Source text:
******
A garbage patch is a gyre of marine debris particles caused by the effects of ocean currents and increasing plastic pollution by human populations. These human-caused collections of plastic and other debris, cause ecosystem and environmental problems that affect marine life, contaminate oceans with toxic chemicals, and contribute to greenhouse gas emissions. Once waterborne, marine debris becomes mobile. Flotsam can be blown by the wind, or follow the flow of ocean currents, often ending up in the middle of oceanic gyres where currents are weakest.
Within garbage patches The waste is not compact, and although most of it is near the surface of the Pacific, it can be found up to more than 30 metres (100 ft) deep in the water.[1] Patches contain plastics and debris in a range of sizes from Microplastics and small scale plastic pellet pollution, to large objects such as fishing nets and consumer goods and appliances lost from flood and shipping loss.
Garbage patches grow because of widespread loss of plastic from human trash collection systems. The United Nations Environmental Program estimated that "for every square mile of ocean" there are about "46,000 pieces of plastic".[2] The 10 largest emitters of oceanic plastic pollution worldwide are, from the most to the least, China, Indonesia, Philippines, Vietnam, Sri Lanka, Thailand, Egypt, Malaysia, Nigeria, and Bangladesh,[3] largely through the rivers Yangtze, Indus, Yellow, Hai, Nile, Ganges, Pearl, Amur, Niger, and the Mekong, and accounting for "90 percent of all the plastic that reaches the world's oceans".[4][5] Asia was the leading source of mismanaged plastic waste, with China alone accounting for 2.4 million metric tons.[6]
The best known of these is the Great Pacific garbage patch which has the highest density of marine debris and plastic. The Pacific Garbage patch has two mass buildups: the western garbage patch and the eastern garbage patch, the former off the coast of Japan and the latter between Hawaii and California. These garbage patches contain 90 million tonnes (100 million short tons) of debris.[1] Other identified patches include the North Atlantic garbage patch between North America and Africa, the South Atlantic garbage patch located between eastern South America and the tip of Africa, the South Pacific garbage patch located west of South America, and the Indian Ocean garbage patch found east of South Africa listed in order of decreasing size.[7]
Identified patches
In 2014, there were five areas across all the oceans where the majority of plastic concentrated.[8] Researchers collected a total of 3070 samples across the world to identify hot spots of surface level plastic pollution. The pattern of distribution closely mirrored models of oceanic currents with the North Pacific Gyre, or Great Pacific Garbage Patch, being the highest density of plastic accumulation. The other four garbage patches include the North Atlantic garbage patch between the North America and Africa, the South Atlantic garbage patch located between eastern South America and the tip of Africa, the South Pacific garbage patch located west of South America, and the Indian Ocean garbage patch found east of South Africa.[8]
Great Pacific
The Great Pacific garbage patch (also Pacific trash vortex and North Pacific garbage patch[9]) is a garbage patch, a gyre of marine debris particles, in the central North Pacific Ocean. It is located roughly from 135°W to 155°W and 35°N to 42°N.[10] The collection of plastic and floating trash originates from the Pacific Rim, including countries in Asia, North America, and South America.[11]
Despite the common public perception of the patch existing as giant islands of floating garbage, its low density (4 particles per cubic metre (3.1/cu yd)) prevents detection by satellite imagery, or even by casual boaters or divers in the area. This is because the patch is a widely dispersed area consisting primarily of suspended "fingernail-sized or smaller"—often microscopic—particles in the upper water column known as microplastics.[12] Researchers from The Ocean Cleanup project claimed that the patch covers 1.6 million square kilometres (620,000 square miles)[13] consisting of 45,000–129,000 metric tons (50,000–142,000 short tons) of plastic as of 2018.[14] The same 2018 study found that, while microplastics dominate the area by count, 92% of the mass of the patch consists of larger objects which have not yet fragmented into microplastics. Some of the plastic in the patch is over 50 years old, and includes items (and fragments of items) such as "plastic lighters, toothbrushes, water bottles, pens, baby bottles, cell phones, plastic bags, and nurdles".
******
The data:
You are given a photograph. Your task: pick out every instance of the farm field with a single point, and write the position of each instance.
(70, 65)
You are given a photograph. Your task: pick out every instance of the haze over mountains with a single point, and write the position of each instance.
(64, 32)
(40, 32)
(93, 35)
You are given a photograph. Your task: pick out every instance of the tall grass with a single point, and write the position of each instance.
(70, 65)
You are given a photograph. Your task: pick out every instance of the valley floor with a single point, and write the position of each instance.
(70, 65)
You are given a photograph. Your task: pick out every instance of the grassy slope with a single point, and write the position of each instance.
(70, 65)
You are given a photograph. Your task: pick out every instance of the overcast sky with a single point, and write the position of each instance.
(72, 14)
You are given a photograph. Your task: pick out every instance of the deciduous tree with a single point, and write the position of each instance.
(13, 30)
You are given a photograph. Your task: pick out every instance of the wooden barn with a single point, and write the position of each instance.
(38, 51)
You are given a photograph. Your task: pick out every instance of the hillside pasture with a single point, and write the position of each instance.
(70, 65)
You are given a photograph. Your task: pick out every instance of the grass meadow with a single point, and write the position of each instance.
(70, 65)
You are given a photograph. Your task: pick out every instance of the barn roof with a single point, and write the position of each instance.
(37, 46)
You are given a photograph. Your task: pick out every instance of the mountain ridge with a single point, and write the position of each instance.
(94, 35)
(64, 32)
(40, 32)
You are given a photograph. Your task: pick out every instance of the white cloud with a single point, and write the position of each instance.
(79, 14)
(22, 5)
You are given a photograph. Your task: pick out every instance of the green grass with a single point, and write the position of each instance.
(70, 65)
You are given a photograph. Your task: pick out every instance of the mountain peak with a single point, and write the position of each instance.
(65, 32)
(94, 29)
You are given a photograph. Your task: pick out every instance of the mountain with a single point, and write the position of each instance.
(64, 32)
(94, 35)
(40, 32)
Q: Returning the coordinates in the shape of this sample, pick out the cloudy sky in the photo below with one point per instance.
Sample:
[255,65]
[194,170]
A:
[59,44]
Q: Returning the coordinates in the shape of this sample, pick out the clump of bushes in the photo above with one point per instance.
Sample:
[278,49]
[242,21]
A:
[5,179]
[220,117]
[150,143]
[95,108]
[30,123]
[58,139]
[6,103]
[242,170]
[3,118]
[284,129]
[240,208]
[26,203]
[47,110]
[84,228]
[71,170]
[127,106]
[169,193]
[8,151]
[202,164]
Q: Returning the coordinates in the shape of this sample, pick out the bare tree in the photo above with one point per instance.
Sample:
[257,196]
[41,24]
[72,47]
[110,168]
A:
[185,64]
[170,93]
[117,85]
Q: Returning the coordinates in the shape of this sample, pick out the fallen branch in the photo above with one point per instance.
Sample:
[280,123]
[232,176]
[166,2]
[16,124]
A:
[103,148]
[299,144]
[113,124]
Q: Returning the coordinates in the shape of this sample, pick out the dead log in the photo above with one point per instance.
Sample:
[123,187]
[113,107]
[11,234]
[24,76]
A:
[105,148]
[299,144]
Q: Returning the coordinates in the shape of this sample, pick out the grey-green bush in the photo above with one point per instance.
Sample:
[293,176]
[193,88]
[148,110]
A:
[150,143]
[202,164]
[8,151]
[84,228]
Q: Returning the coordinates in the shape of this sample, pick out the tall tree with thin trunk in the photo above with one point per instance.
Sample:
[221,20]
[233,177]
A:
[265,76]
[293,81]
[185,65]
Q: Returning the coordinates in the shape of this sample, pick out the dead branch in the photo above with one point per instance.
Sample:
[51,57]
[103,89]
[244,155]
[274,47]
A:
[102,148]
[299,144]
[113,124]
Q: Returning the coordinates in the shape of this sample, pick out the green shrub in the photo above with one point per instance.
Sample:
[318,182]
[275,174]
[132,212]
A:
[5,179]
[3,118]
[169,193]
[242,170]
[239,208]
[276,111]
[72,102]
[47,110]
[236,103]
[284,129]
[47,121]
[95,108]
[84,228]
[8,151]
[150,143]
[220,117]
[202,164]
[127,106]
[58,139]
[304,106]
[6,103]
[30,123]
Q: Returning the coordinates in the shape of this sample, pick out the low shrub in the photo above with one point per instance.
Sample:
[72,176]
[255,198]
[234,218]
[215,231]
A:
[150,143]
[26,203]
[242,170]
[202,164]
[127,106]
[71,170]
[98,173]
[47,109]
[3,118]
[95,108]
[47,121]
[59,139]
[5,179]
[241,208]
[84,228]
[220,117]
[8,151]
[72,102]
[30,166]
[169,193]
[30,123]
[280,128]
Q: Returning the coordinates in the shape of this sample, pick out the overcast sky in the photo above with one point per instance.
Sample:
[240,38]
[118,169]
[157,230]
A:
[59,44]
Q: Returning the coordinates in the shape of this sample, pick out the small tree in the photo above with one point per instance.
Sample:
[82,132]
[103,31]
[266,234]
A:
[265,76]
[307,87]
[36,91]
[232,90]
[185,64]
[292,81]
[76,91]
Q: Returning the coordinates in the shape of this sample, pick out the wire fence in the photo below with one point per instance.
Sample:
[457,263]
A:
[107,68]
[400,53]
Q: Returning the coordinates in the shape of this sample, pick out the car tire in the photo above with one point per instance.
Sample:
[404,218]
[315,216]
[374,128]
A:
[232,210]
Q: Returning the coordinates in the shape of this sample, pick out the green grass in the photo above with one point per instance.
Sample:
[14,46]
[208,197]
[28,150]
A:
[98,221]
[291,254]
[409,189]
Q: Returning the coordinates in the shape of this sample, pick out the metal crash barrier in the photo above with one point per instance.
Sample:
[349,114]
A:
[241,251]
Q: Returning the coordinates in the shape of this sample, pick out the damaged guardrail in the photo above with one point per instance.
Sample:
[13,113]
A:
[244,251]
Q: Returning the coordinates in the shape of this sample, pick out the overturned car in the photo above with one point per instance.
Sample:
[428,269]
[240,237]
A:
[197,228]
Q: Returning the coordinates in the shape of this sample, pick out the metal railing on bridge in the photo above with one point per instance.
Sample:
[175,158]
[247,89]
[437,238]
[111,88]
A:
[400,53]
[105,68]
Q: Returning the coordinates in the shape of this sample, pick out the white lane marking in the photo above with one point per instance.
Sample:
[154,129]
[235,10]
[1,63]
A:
******
Questions:
A) Besides the Great Pacific garbage patch, the passage on garbage patches names four other patches. List them.
B) Continue the passage on garbage patches, picking up right after its final sentence.

Per-task answers:
A)
North Atlantic garbage patch
South Atlantic garbage patch
South Pacific garbage patch
Indian Ocean garbage patch

B)
Research indicates that the patch is rapidly accumulating.[14] The patch is believed to have increased "10-fold each decade" since 1945.[15] The gyre contains approximately six pounds of plastic for every pound of plankton.[16] A similar patch of floating plastic debris is found in the Atlantic Ocean, called the North Atlantic garbage patch.[17][18] This growing patch contributes to other environmental damage to marine ecosystems and species.South Pacific
Indian Ocean
North Atlantic
Environmental issues
Photodegradation of plastics
The North Atlantic patch is one of several oceanic regions where researchers have studied the effects and impact of plastic photodegradation in the neustonic layer of water.[42] Unlike organic debris, which biodegrades, plastic disintegrates into ever smaller pieces while remaining a polymer (without changing chemically). This process continues down to the molecular level.[43] Some plastics decompose within a year of entering the water, releasing potentially toxic chemicals such as bisphenol A, PCBs and derivatives of polystyrene.[44]
As the plastic flotsam photodegrades into smaller and smaller pieces, it concentrates in the upper water column. As it disintegrates, the pieces become small enough to be ingested by aquatic organisms that reside near the ocean's surface. Plastic may become concentrated in neuston, thereby entering the food chain. Disintegration means that much of the plastic is too small to be seen. Moreover, plastic exposed to sunlight and in watering environments produce greenhouse gases, leading to further environmental impact.[45]
Effects on marine life
The 2017 United Nations Ocean Conference estimated that the oceans might contain more weight in plastics than fish by the year 2050.[46] Some long-lasting plastics end up in the stomachs of marine animals.[47][48][49] Plastic attracts seabirds and fish. When marine life consumes plastic allowing it to enter the food chain, this can lead to greater problems when species that have consumed plastic are then eaten by other predators.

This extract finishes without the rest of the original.